### [Selection]
Step 3: Model Training

What happens in this step?

Training Configuration: Set learning rate, batch size, and other hyperparameters
Evaluation Metrics: Choose appropriate performance evaluation metrics
Training Loop: Execute model fine-tuning
Model Saving: Save best-performing models

Example Code

from omnigenbench import OmniTrainer, ClassificationMetric

trainer = OmniTrainer(
    model=model,
    train_dataset=dataset,
    eval_dataset=valid_dataset,
    compute_metrics=[ClassificationMetric().f1_score],
    output_dir="./my_finetuned_model"
)

trainer.train()
trainer.save_model("./my_finetuned_model")

Step 4: Model Inference

What happens in this step?

Model Loading: Load trained models
Input Preprocessing: Prepare new sequence data
Prediction Generation: Obtain model outputs
Result Interpretation: Parse and visualize prediction results

Example Code

from omnigenbench import OmniModelForSequenceClassification

# Load fine-tuned model
inference_model = OmniModelForSequenceClassification(
    model="./my_finetuned_model",
    num_labels=2,
    trust_remote_code=True
)

### [Given information]
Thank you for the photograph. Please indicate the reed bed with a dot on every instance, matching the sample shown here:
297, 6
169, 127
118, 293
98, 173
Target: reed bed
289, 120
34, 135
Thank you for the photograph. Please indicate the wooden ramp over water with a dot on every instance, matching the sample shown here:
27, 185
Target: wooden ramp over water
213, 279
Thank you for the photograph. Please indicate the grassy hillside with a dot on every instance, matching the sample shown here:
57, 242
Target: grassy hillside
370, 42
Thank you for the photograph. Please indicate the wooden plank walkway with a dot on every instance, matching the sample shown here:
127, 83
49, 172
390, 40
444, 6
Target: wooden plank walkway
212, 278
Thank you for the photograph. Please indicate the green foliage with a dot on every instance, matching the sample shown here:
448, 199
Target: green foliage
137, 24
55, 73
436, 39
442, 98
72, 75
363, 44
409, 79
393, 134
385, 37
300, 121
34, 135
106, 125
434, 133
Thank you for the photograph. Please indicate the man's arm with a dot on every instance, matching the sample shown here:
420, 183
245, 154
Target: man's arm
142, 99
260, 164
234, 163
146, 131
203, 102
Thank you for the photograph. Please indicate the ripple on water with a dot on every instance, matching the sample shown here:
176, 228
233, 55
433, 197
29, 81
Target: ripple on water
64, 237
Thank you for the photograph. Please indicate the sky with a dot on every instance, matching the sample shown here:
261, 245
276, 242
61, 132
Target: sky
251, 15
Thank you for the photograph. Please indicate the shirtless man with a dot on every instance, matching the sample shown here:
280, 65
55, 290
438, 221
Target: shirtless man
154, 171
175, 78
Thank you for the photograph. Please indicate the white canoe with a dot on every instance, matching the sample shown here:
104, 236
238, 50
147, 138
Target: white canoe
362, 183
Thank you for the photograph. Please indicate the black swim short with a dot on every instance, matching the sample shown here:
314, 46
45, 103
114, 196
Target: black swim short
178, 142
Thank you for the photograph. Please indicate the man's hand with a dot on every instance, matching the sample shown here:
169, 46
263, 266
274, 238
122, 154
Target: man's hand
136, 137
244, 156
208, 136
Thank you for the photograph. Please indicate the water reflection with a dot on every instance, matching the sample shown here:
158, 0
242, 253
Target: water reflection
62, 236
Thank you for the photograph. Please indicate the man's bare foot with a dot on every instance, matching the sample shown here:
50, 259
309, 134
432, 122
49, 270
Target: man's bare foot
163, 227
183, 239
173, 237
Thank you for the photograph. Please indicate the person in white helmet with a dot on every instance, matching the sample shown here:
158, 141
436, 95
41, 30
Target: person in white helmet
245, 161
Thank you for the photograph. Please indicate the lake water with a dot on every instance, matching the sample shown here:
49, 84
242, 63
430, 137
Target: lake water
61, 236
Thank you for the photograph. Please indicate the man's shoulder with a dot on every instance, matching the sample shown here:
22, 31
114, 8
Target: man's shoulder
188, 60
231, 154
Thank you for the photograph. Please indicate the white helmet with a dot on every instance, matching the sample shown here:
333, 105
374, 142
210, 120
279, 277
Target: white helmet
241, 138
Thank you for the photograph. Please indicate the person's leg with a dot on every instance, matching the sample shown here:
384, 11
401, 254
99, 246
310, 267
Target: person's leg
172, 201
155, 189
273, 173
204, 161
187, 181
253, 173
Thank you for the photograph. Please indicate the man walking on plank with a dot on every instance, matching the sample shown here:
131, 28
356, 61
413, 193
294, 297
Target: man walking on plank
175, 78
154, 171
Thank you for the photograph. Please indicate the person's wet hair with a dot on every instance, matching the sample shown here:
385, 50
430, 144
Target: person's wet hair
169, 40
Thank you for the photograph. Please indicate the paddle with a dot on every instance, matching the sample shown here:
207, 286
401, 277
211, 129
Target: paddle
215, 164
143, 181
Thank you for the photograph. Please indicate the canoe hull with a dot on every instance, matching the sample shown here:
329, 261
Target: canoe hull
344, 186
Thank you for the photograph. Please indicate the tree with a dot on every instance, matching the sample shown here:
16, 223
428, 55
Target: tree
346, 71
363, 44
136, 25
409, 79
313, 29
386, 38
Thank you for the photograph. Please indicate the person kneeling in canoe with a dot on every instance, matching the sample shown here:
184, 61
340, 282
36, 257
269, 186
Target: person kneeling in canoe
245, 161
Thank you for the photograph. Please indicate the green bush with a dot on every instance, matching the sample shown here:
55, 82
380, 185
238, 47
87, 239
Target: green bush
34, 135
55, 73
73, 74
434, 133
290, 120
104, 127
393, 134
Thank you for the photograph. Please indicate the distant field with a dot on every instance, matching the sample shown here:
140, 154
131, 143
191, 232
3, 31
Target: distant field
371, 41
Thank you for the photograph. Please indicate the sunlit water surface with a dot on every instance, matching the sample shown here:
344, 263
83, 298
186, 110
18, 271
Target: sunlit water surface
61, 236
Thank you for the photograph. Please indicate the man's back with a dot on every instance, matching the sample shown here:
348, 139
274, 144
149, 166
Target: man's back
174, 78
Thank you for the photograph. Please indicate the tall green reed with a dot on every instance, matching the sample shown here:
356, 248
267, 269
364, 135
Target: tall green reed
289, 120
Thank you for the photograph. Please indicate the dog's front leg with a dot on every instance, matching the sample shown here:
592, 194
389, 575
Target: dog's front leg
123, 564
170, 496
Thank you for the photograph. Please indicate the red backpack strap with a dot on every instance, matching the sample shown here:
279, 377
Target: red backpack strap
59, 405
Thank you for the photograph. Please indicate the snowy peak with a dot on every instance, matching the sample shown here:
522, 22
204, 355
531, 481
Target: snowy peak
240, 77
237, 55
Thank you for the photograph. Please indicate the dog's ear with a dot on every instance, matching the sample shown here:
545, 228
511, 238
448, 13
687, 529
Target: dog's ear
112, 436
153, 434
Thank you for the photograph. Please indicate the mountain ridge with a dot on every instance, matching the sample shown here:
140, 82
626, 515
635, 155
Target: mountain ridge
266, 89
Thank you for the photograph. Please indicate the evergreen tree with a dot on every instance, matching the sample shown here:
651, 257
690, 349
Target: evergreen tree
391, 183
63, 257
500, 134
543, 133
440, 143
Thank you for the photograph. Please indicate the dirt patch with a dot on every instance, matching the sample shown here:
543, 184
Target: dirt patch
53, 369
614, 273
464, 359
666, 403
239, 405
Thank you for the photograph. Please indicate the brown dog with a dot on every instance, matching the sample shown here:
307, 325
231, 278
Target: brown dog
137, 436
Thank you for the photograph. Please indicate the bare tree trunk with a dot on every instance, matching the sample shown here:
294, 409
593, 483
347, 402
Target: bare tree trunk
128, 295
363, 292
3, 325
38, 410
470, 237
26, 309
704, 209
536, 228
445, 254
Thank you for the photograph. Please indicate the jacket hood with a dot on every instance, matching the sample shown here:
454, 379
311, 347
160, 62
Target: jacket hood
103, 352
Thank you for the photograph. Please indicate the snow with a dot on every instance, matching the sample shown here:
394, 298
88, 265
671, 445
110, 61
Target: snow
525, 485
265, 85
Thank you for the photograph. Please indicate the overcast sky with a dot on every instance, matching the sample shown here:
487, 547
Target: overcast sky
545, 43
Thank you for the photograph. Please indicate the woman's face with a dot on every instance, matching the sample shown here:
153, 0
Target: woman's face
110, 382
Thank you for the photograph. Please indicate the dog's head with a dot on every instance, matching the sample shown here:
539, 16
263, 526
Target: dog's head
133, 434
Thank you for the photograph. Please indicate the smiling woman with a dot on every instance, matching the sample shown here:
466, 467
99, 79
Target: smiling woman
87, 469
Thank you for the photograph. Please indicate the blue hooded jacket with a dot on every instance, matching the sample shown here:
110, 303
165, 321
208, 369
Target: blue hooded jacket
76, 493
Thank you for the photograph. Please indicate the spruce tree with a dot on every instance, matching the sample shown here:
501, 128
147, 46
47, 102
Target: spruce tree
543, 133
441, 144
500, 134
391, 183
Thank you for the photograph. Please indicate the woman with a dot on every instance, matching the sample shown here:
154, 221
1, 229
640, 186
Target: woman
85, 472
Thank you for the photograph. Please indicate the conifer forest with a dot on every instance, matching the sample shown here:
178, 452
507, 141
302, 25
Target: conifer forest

### [Problems to solve]
A – In the training and inference walkthrough, what does the "Model Saving" item in Step 3 do?
B – Quote the training and inference walkthrough exactly, beginning at the words "from omnigenbench import OmniTrainer, ClassificationMetric" and stopping after "trainer.train()".

### [Answers to the exercise]
A – It saves the best-performing models.

B –
from omnigenbench import OmniTrainer, ClassificationMetric

trainer = OmniTrainer(
    model=model,
    train_dataset=dataset,
    eval_dataset=valid_dataset,
    compute_metrics=[ClassificationMetric().f1_score],
    output_dir="./my_finetuned_model"
)

trainer.train()